OBJETIVO 1:
Reproduza palavra por palavra o trecho do artigo sobre O Estrangeiro, começando nas palavras "Nesse primeiro romance" e parando após as palavras "o seu julgamento.".
OBJETIVO 2:
Indique se cada afirmação abaixo concorda com o artigo sobre O Estrangeiro, respondendo sim ou não e citando literalmente as palavras do artigo que decidem a resposta.
(a) O artigo escolhe três lentes criminológicas para interpretar o romance.
(b) Meursault mata um árabe em uma praia em Marselha.
(c) Roland Barthes considera o livro o primeiro romance clássico do pós-guerra.
OBJETIVO 3:
Responda com base no artigo sobre O Estrangeiro:
(a) Qual tempo de leitura é indicado?
(b) Qual é a nacionalidade de Meursault?
(c) Qual elemento do enredo é apontado como o mais interessante para estudantes e profissionais do Direito?

DOCUMENTO:
■ ■ ■ ■ ■ ■ ■
Delinquente nato, desviado ou produzido? Uma análise criminológica de O Estrangeiro (1942)
- Valentina Menezes
- 17 de abr.
- 5 min de leitura
Antes de responder à pergunta do título, vale a pena discutir o porquê de sua formulação, a título de premissa. O que tem a ver a Literatura com o Direito, ou – para os mais pragmáticos – o que há de “útil” em pensar essa relação? A ficção escrita, assim como as leis, a jurisprudência, e a doutrina, é fonte para a reflexão jurídica, por trazer costumes e interpretações de recortes temporais e locais dentro das sociedades (OLIVEIRA, 2020). Propor análises jurídicas sobre textos literários é, portanto, um exercício válido, não só por permitir imaginar e reimaginar cenários passados, presentes e futuros, mas também pelo fato de o Direito e a Literatura serem linguagem e existirem pela própria linguagem, com temas comuns (MARTINS-COSTA, 2011). Dito isso, entre as várias “lentes” criminológicas possíveis de serem usadas para interpretar O Estrangeiro, de Albert Camus, escolhemos, aqui, três – o Positivismo Penal, o Labelling Approach e a Criminologia Cultural – a fim de tentar atender ao questionamento inicial.
Nesse primeiro romance de Camus – e, segundo o crítico literário Roland Barthes, também o “primeiro romance clássico do pós-guerra” – conhecemos a história de Meursault, um homem francês do século XX que, um dia, mata um árabe em uma praia em Argel (CAMUS, 2024). O livro traz a visão apática de mundo do protagonista nos momentos antes e depois do assassinato, mas o elemento mais interessante do enredo, especialmente para nós, estudantes e profissionais do Direito, é o seu julgamento.
■ ■ ■ ■ ■ ■ ■
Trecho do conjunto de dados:

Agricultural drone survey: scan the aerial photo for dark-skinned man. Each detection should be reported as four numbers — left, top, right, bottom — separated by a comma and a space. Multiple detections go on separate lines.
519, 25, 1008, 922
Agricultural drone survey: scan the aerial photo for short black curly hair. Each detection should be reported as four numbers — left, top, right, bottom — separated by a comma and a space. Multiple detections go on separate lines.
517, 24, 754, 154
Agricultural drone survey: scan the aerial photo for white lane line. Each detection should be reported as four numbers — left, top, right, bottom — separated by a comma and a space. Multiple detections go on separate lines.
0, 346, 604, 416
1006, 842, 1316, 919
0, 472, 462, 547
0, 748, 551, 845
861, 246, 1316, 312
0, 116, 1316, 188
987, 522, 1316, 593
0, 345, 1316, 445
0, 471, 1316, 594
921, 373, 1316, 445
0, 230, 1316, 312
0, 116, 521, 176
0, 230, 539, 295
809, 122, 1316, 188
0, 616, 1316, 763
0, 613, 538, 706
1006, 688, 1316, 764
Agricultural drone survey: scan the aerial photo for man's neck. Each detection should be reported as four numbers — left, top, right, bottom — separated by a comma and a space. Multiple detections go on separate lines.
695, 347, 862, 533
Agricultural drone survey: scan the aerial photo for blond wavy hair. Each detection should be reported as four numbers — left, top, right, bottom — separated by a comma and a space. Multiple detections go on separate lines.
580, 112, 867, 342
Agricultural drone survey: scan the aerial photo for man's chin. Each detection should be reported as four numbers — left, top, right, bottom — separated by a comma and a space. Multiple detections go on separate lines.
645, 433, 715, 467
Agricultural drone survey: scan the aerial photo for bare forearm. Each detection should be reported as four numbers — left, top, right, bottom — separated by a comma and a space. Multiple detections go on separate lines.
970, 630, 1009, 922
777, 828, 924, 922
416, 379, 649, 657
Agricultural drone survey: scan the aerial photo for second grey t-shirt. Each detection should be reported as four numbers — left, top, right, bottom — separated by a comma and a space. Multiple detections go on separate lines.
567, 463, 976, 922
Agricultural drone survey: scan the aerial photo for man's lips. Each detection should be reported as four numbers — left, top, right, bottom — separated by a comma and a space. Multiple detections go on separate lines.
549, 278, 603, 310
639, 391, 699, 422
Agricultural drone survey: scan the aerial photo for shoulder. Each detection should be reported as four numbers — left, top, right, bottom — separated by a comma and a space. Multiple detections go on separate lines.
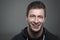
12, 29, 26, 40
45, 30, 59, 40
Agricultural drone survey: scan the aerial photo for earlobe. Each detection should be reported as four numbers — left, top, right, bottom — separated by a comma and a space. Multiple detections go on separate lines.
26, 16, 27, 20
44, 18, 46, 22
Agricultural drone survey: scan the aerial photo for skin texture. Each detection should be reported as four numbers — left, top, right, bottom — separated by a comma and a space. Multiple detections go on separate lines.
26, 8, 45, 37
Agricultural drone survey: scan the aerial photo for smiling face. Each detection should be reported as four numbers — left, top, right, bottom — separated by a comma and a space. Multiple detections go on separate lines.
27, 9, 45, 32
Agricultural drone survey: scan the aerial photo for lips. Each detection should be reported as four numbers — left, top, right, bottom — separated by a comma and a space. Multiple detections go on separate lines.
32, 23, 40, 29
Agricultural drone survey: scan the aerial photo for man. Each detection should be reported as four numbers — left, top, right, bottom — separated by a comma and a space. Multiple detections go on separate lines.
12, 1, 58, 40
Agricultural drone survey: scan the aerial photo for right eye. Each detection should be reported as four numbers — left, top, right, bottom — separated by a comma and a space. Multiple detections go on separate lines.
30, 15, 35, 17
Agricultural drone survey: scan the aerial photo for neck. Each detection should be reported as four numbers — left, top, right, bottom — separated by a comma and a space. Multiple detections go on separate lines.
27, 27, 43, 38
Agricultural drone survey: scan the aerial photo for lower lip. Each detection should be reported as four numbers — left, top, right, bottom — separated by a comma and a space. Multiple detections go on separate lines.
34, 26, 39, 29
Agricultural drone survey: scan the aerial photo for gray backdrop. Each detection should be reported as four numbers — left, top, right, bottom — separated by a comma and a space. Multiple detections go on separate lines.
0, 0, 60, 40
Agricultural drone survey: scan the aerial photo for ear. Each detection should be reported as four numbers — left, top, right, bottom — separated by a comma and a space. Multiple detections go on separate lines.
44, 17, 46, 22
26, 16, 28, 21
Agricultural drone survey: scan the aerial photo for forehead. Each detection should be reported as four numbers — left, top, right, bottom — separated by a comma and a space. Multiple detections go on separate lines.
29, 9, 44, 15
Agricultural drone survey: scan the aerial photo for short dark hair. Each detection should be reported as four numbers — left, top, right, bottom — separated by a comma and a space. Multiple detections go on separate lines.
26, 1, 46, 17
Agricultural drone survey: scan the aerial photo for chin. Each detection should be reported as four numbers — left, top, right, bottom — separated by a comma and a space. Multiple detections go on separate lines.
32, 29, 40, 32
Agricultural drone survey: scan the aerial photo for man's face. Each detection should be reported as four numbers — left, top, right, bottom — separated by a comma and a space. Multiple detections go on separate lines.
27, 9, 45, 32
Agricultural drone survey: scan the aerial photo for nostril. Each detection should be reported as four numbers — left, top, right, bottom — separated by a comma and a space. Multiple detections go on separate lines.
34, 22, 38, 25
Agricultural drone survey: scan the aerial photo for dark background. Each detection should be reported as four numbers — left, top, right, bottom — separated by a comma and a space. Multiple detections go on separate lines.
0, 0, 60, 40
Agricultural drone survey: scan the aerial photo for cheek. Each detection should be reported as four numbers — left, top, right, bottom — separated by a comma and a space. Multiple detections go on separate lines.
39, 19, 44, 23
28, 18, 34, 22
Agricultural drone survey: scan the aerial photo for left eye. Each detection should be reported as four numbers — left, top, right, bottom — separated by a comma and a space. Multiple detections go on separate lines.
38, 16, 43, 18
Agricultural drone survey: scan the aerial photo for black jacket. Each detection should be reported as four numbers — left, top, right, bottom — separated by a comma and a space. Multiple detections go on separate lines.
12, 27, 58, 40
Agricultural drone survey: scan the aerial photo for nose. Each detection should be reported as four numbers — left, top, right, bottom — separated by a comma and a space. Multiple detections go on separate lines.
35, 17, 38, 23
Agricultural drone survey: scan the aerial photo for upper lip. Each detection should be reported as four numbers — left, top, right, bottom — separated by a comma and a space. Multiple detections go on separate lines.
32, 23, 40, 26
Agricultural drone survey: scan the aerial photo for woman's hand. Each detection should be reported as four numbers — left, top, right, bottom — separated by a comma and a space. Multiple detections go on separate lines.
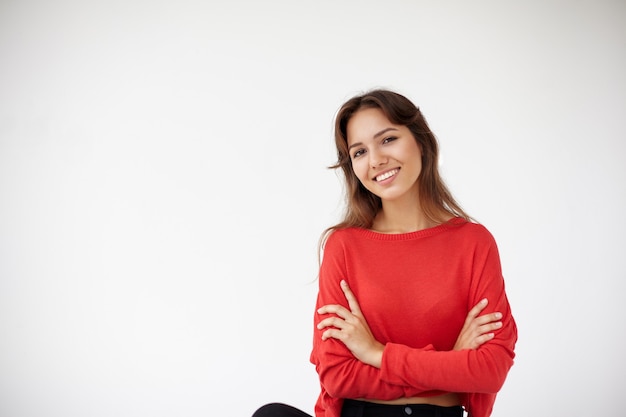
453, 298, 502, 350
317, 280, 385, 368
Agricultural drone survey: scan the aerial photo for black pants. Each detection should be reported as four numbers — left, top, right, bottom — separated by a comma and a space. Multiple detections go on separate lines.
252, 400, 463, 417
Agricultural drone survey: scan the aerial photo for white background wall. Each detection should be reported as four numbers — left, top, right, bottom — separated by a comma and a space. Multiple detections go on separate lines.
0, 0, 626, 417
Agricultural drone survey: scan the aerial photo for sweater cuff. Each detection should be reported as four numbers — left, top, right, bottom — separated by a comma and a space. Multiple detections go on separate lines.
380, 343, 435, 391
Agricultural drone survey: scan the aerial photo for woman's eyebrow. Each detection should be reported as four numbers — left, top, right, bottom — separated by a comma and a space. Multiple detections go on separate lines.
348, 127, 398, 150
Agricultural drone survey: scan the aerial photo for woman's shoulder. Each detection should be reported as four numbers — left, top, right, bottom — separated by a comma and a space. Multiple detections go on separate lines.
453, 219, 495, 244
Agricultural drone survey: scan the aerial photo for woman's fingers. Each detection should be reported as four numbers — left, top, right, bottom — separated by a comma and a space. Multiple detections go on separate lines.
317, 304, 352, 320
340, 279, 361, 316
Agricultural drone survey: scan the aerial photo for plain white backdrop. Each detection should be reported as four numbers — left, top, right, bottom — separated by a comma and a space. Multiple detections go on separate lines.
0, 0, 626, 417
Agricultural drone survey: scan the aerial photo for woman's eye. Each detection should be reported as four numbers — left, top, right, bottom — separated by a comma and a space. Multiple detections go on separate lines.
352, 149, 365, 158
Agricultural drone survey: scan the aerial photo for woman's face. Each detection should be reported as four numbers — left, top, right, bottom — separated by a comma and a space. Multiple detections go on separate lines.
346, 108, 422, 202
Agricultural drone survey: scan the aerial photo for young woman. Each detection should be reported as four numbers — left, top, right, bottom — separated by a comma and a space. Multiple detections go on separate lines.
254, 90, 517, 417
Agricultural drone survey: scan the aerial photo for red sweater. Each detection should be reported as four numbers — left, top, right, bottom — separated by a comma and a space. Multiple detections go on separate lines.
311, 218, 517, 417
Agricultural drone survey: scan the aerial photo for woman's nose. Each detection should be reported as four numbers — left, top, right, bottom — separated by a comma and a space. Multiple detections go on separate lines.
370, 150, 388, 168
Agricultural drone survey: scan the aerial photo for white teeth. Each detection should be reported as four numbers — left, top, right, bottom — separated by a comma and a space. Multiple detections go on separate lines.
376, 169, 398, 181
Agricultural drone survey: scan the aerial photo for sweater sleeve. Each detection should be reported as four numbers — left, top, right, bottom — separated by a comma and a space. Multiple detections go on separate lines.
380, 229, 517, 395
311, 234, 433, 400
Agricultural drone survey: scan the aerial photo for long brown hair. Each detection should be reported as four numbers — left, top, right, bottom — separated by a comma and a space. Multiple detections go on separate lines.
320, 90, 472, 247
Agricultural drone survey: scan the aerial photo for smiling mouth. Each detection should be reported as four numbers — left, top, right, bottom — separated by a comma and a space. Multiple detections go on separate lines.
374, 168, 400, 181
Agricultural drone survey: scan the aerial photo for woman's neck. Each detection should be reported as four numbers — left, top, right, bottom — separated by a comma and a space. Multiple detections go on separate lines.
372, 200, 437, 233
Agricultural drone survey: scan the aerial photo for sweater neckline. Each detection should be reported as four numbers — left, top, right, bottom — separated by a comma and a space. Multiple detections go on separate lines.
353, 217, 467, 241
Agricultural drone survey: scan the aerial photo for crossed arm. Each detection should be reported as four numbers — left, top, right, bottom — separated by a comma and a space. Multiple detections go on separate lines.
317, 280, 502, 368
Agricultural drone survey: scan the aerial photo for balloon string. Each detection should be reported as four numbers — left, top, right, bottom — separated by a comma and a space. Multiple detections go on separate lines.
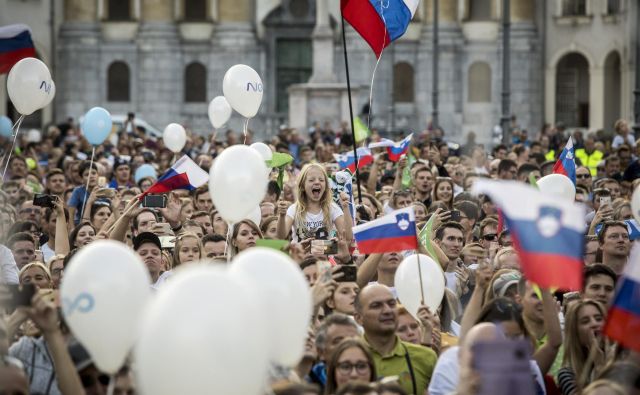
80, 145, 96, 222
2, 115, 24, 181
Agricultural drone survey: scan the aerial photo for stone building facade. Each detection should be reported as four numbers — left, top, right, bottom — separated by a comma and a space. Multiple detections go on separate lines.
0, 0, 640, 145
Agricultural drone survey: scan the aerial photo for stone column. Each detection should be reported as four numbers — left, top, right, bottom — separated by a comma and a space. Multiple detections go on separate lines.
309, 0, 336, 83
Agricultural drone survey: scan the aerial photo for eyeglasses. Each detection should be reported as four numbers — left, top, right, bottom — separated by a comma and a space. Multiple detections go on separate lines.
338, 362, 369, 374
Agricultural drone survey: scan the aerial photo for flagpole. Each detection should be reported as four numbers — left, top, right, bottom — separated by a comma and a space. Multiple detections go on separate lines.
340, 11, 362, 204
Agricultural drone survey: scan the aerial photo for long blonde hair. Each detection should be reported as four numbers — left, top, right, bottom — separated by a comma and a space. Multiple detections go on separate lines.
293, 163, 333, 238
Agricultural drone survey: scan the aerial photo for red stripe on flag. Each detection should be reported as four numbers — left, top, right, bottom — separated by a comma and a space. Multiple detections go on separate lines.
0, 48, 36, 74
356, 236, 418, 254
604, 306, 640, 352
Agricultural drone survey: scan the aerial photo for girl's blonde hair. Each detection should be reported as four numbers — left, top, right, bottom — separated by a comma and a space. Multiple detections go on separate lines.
■ ■ ■ ■ ■ ■ ■
RESULTADO FINAL 1:
Nesse primeiro romance de Camus – e, segundo o crítico literário Roland Barthes, também o “primeiro romance clássico do pós-guerra” – conhecemos a história de Meursault, um homem francês do século XX que, um dia, mata um árabe em uma praia em Argel (CAMUS, 2024). O livro traz a visão apática de mundo do protagonista nos momentos antes e depois do assassinato, mas o elemento mais interessante do enredo, especialmente para nós, estudantes e profissionais do Direito, é o seu julgamento.

RESULTADO FINAL 2:
(a) Sim: "escolhemos, aqui, três – o Positivismo Penal, o Labelling Approach e a Criminologia Cultural"
(b) Não: "mata um árabe em uma praia em Argel"
(c) Sim: "segundo o crítico literário Roland Barthes, também o “primeiro romance clássico do pós-guerra”"

RESULTADO FINAL 3:
(a) 5 minutos.
(b) Francesa.
(c) O julgamento de Meursault.